SELECTED TEXT
▼▼▼
Mitochondria

Previously Unknown, Unexpected New Component Discovered in Our Bloodstream: Fully Functioning Mitochondria

Posted on 26 January 2020

bloodstream

Previous research had shown that blood of healthy individuals contains up to 50,000 times more mitochondrial DNA than nuclear DNA. But mitochondria are the proverbial ‘power-generating units’ of our cells. Their key role is cellular energy generation, signalling inside the cell, and playing a key role in deciding when a cell should commit suicide for the greater good in a process known as apoptosis. Therefore no one quite understood why there is such significant amounts of mitochondrial components free-floating around in our bloodstream.

Fluorescence microscopy image of cell-free mitochondria in the plasma of a healthy individual. Image credit: Dache et al, doi: 10.1096/fj.201901917RR.

This recent research led by Inserm researcher Alain R. Thierry at the Montpellier Cancer Research Institute (Inserm/Université de Montpellier/Montpellier Cancer Institute) after a seven-year & 100-people study has now found complete and fully-functioning mitochondria in blood plasma. They estimated that there are between 200,000 and 3.7 million cell-free intact mitochondria per mL of blood plasma. This further complicates our understanding of the role and functioning of mitochondria in aging and health.

When we consider the sheer number of extracellular mitochondria found in the blood, we have to ask why such a discovery had not been made before.
▲▲▲
TASKS AND EXERCISES
a) List the roles of mitochondria that the mitochondria article names.
b) From the mitochondria article, set down the stretch from "Posted on 26" through "al, doi: 10.1096/fj.201901917RR." word for word.

MATERIAL SHOWN
▼▼▼
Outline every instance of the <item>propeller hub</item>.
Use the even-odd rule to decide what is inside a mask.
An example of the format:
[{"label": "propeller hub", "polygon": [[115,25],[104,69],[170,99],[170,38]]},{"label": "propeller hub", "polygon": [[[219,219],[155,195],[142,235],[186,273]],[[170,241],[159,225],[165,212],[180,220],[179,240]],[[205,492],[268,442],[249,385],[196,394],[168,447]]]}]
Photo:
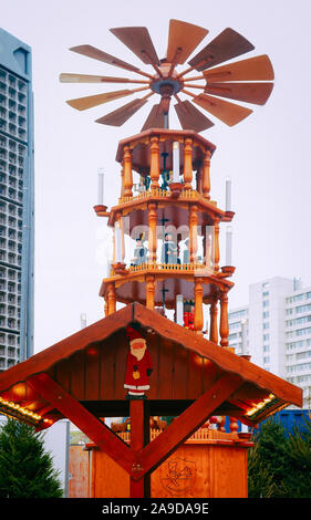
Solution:
[{"label": "propeller hub", "polygon": [[151,81],[151,90],[156,92],[157,94],[162,95],[162,91],[166,87],[170,87],[172,94],[177,94],[183,89],[183,83],[179,80],[175,80],[173,77],[155,77]]}]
▲▲▲
PROBLEM SOLUTIONS
a)
- Cellular energy generation
- Signalling inside the cell
- Deciding when a cell should commit suicide for the greater good (apoptosis)

b)
Posted on 26 January 2020

bloodstream

Previous research had shown that blood of healthy individuals contains up to 50,000 times more mitochondrial DNA than nuclear DNA. But mitochondria are the proverbial ‘power-generating units’ of our cells. Their key role is cellular energy generation, signalling inside the cell, and playing a key role in deciding when a cell should commit suicide for the greater good in a process known as apoptosis. Therefore no one quite understood why there is such significant amounts of mitochondrial components free-floating around in our bloodstream.

Fluorescence microscopy image of cell-free mitochondria in the plasma of a healthy individual. Image credit: Dache et al, doi: 10.1096/fj.201901917RR.